[Excerpted text]
Once those lists of documents are exchanged, the Board will determine whether to schedule a hearing under section 61(3.3) of the OHSA or a consultation under section 61(3.4) of the OHSA or direct the parties to file written submissions on the issue of solicitor/client privilege raised by the applicant.
In Toronto Transit Commission, supra, the Board noted that a pre-hearing consultation with a Vice-Chair had taken place at which the responding party had submitted that the appeal under section 61 of the Act be dismissed for failing to disclose a prima facie case. When the matter subsequently came before the Board for hearing before a different Vice-Chair, the responding party again submitted that the appeal should be dismissed for failing to disclose a prima facie case. The applicant contended that that issue had already been determined and therefore should not be argued again before the Board at the hearing of the appeal. The Board, in the course of dismissing the motion to dismiss the appeal for failing to disclose a prima facie case on the ground that the Board had already dismissed that motion earlier by listing the matter for hearing after the pre-hearing consultation, wrote at paragraph 9:
I am satisfied that the Board, pursuant to section 61(3.4) of the Act, had the jurisdiction to issue a decision dismissing these appeals at the pre-hearing conference since such a pre-hearing conference would have constituted a consultation within the meaning of section 61(3.4) of the Act. It was clear…that the Board had directed that these matters be listed for hearing following that pre-hearing conference and it was also clear…that representations had been made to the Board at that pre-hearing conference to the effect that these appeals should be dismissed….

[Stored data]
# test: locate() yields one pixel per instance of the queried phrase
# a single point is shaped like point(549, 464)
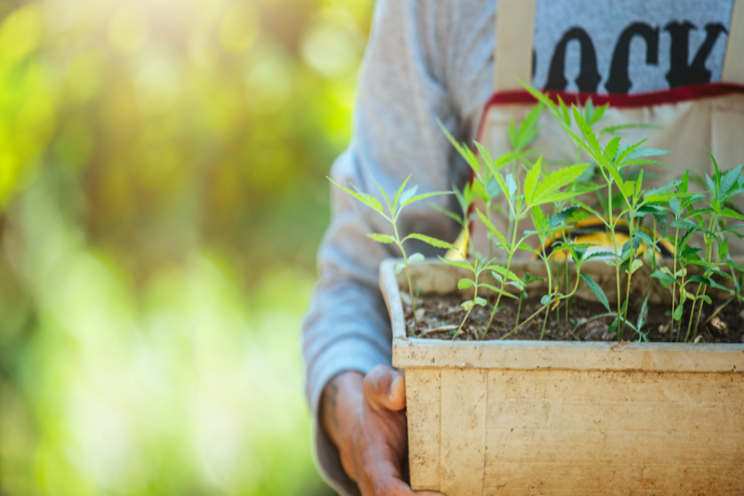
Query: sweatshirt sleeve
point(400, 98)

[Work to complete]
**1)** According to the Board excerpt, under which section of the OHSA may the Board schedule a consultation?
**2)** Please print everything in the Board excerpt from "Once those lists" down to "by the applicant.".
The lines that come after the Board excerpt were taken from a separate source.

[Answers given]
**1)** Section 61(3.4) of the OHSA.

**2)**
Once those lists of documents are exchanged, the Board will determine whether to schedule a hearing under section 61(3.3) of the OHSA or a consultation under section 61(3.4) of the OHSA or direct the parties to file written submissions on the issue of solicitor/client privilege raised by the applicant.